:: Problem requirements ::
How many lines in the records below contain the string "Find" with matching case? Reply with the number alone.

:: Supplied records ::
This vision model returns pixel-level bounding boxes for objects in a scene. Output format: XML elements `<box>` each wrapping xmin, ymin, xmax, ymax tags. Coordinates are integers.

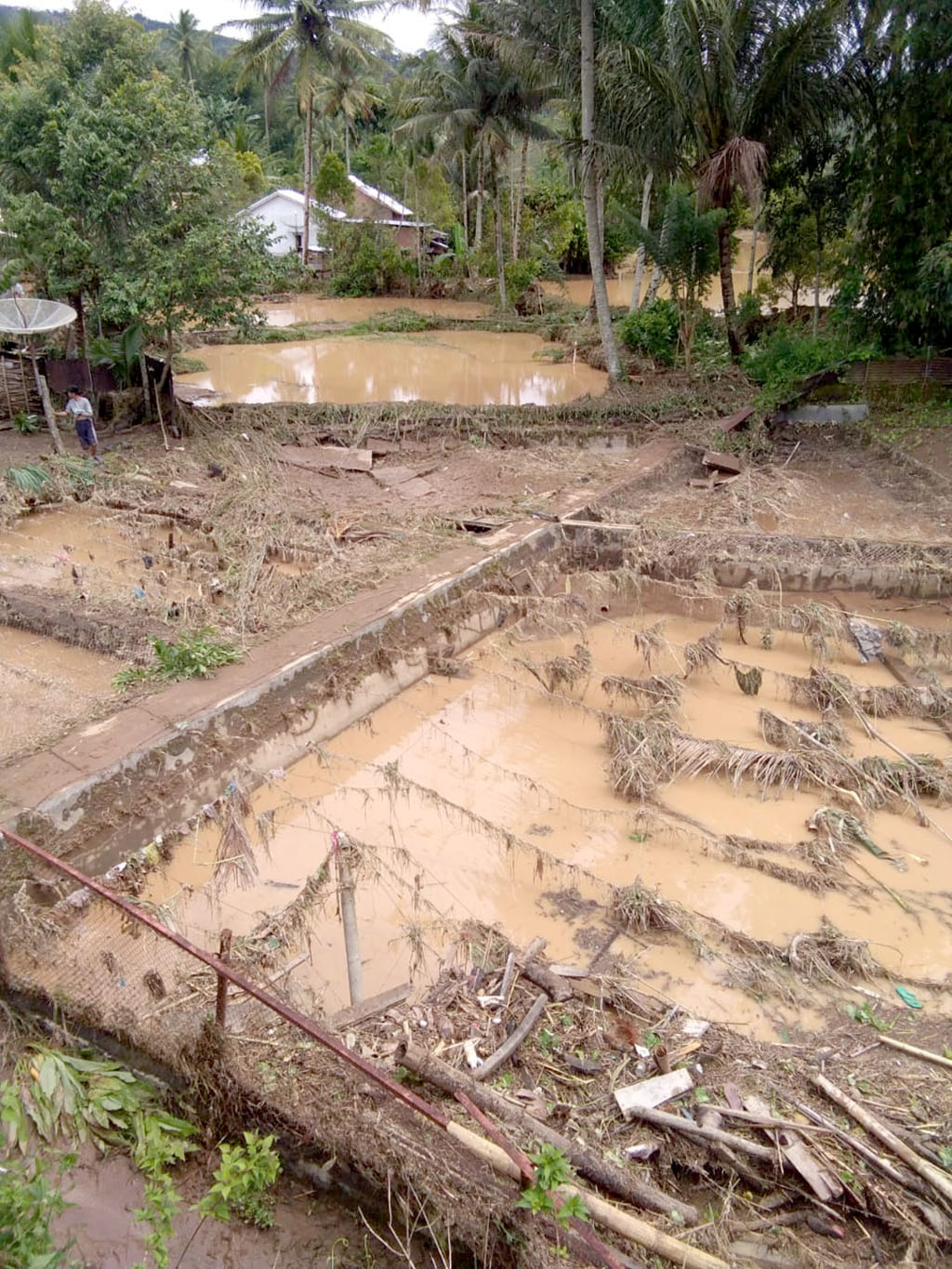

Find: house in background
<box><xmin>240</xmin><ymin>175</ymin><xmax>443</xmax><ymax>271</ymax></box>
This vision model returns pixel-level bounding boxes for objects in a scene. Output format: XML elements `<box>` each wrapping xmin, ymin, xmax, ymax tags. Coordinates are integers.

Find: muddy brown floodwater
<box><xmin>55</xmin><ymin>1148</ymin><xmax>405</xmax><ymax>1269</ymax></box>
<box><xmin>146</xmin><ymin>583</ymin><xmax>952</xmax><ymax>1038</ymax></box>
<box><xmin>175</xmin><ymin>330</ymin><xmax>608</xmax><ymax>404</ymax></box>
<box><xmin>261</xmin><ymin>295</ymin><xmax>491</xmax><ymax>326</ymax></box>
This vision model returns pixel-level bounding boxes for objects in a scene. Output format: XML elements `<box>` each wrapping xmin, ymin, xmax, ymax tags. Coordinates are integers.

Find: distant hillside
<box><xmin>0</xmin><ymin>4</ymin><xmax>239</xmax><ymax>53</ymax></box>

:: The completed task ::
3